| TASK DIRECTIONS |
Retype the listing exactly as it stands, and keep every image out.

| DATASET ENTRIES |
***

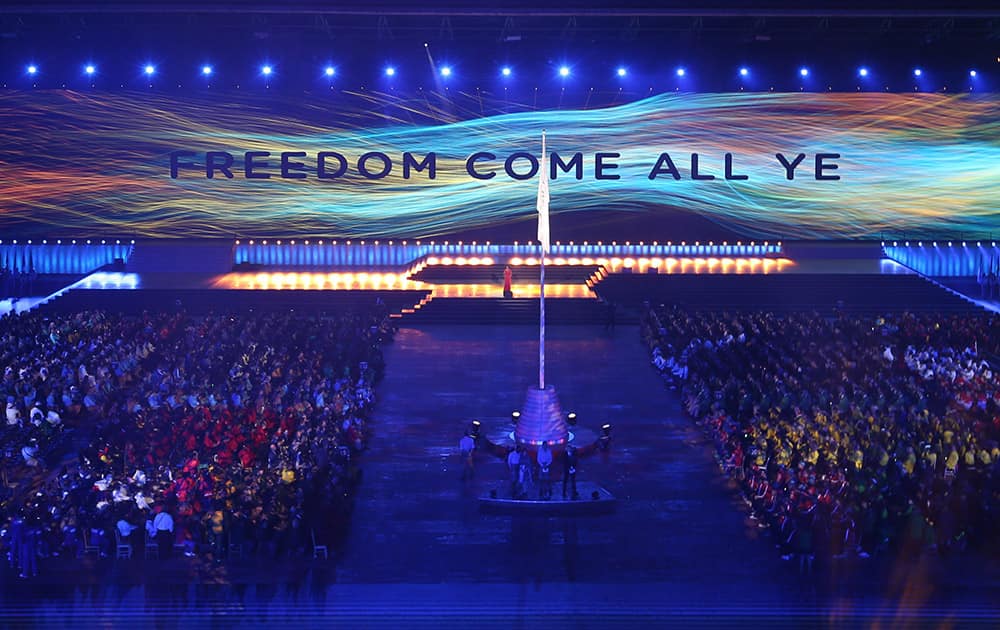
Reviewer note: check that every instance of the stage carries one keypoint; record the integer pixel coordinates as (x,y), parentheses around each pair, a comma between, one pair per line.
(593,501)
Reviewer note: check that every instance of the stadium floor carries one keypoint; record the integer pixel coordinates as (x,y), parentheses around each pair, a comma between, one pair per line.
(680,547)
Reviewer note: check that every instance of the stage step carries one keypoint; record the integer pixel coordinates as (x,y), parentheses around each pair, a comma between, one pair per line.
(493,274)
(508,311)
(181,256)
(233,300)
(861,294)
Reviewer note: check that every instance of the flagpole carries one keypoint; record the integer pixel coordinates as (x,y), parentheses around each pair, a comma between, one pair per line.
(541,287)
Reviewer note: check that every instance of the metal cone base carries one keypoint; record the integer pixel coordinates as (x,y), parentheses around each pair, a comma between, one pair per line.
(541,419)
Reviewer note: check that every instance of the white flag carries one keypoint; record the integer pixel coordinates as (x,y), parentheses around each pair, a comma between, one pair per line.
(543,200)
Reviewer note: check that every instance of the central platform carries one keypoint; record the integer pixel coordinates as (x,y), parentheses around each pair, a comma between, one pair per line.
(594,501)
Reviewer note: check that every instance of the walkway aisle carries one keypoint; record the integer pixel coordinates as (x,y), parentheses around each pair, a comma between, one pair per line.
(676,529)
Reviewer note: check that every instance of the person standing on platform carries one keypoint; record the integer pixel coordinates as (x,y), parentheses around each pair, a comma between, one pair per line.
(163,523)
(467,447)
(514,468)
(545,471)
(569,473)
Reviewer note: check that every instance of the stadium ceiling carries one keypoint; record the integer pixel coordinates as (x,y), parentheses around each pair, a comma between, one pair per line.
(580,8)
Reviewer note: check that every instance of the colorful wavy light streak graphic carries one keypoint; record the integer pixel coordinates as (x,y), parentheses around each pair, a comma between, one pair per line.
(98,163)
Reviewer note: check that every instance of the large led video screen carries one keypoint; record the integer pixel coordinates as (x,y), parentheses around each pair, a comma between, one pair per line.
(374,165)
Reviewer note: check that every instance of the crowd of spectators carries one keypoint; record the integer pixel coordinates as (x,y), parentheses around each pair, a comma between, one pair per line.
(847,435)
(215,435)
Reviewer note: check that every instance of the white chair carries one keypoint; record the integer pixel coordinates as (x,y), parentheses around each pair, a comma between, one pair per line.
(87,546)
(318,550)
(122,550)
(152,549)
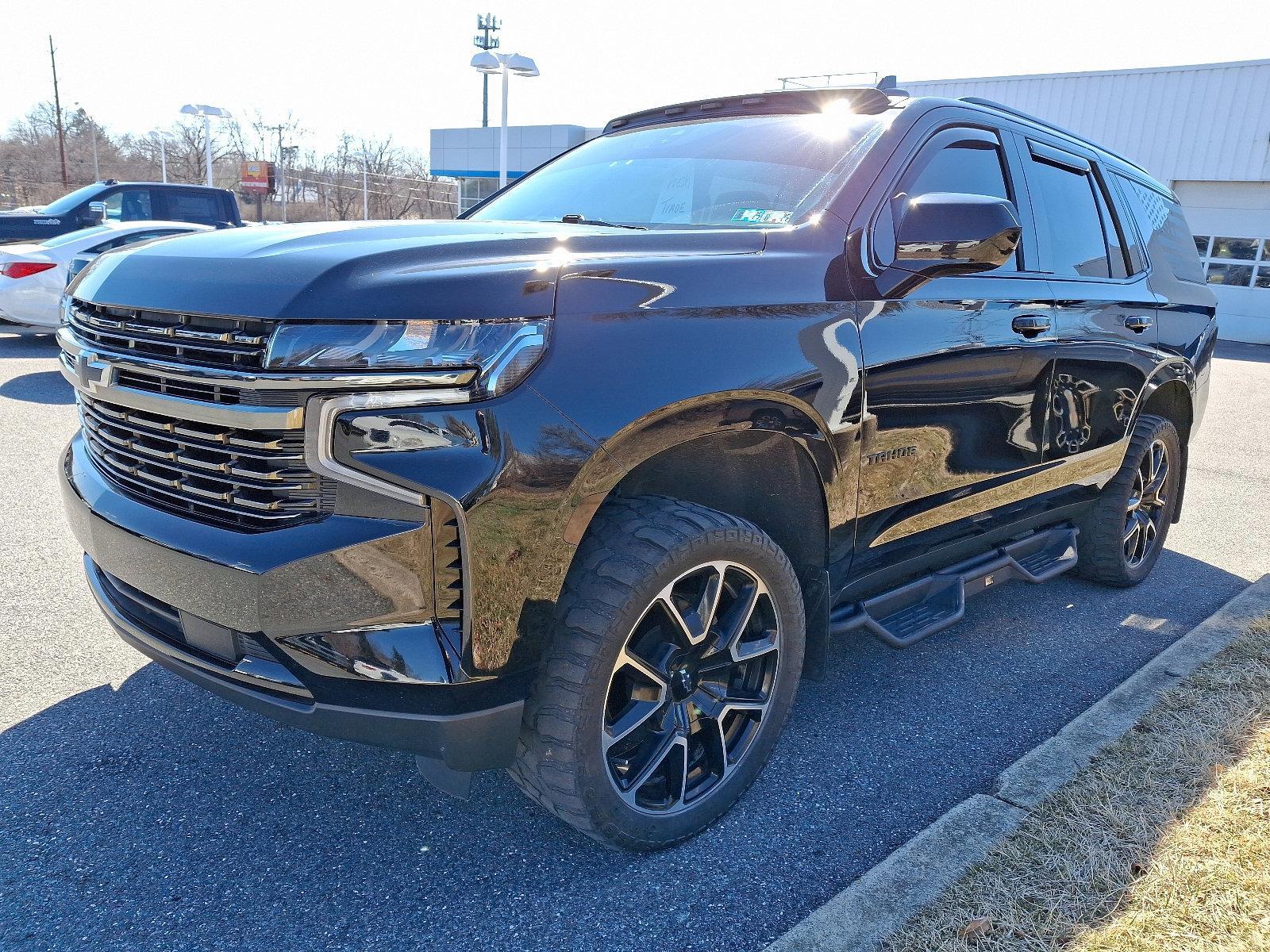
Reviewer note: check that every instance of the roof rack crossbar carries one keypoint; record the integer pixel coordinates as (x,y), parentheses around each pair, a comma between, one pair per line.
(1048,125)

***

| OUTPUT OF THE TASK |
Reviewer note: check that every instance of the stage carries one keypoint; record the integer pixel coordinates as (x,y), parentheses around each pair, a comma between, one pair per line.
(593,501)
Reviewer note: check that every instance of the stadium floor carries one keypoint; record the integer pixel coordinates as (x,y), parentheses around each pair, a comma between, one pair per line.
(680,547)
Reviewer note: check that every instance of the stage step carries one keypoint; record the integer pixel coordinates as (x,y), parentheses around each pair, a comma between, one pair per line.
(493,274)
(508,311)
(181,256)
(233,300)
(861,294)
Reviewer note: check that every instance of the flagpole carries one keypoint; record the integer pixel coordinates as (x,y), parentheses around each pair, a comma between, one pair per line.
(541,287)
Reviewer note: check that every instance of the metal cone base carries one keypoint; record the integer pixel coordinates as (x,y), parentheses around each pair, a comma between, one pair per line.
(541,419)
Reviewer note: check that every instance of the white flag carries one keypoint; record the integer pixel coordinates as (x,y), parentheses around each pair, a comma between, one pair per line.
(543,200)
Reviewer note: check that every instance of the central platform carries one keypoint; record the integer pixel coordinates as (x,y), parentheses around each pair, a comma between, one pair per line.
(594,501)
Reviewer note: check that every instance of the walkway aisle carries one keypoint; record the integer pixel coordinates as (x,y), parentheses around each pair, a comma between, one pair per line.
(676,529)
Reviewer note: check that every instance of the person standing on platform carries one keypoint; record the integer pixel coordinates as (x,y), parentheses around each pair, a comma between, one pair per line.
(163,523)
(467,447)
(514,468)
(545,471)
(569,473)
Reviewer note: check that every instance of the stadium ceiling carries one keypoint; record the integer pixel coordinates as (x,y), parentheses around each pair, a comma between, one pair per line.
(580,8)
Reviewer note: check that every instance of the colorful wavy light streak graphic carries one keypoint; record the integer pixel coordinates as (x,y), parentheses around each pair, a comma between, one pair per line.
(98,163)
Reviewer note: check that every instance of the large led video screen carries one keypoint; record the integer pixel coordinates as (x,y), parentheses around each pair, a comma between, one pair per line.
(374,165)
Reviewer note: check that every instance of the crowd of spectators carries one keypoint; record the integer pixel coordinates as (x,y), parentheses around each pair, a comma between, one pair per line.
(847,435)
(215,435)
Reviewer note: check that every instance of the white chair carries one keypoint; record the integer pixel coordinates as (x,y), parentheses around each pair, a comma between, one pair per line.
(87,546)
(318,550)
(122,550)
(152,549)
Reviewer note: check that every instance of the roof rack crossbar carries one keypoint; record the integer pixel coordinates as (x,y), parentheses around each pair, a comma between, one pair per line.
(1048,125)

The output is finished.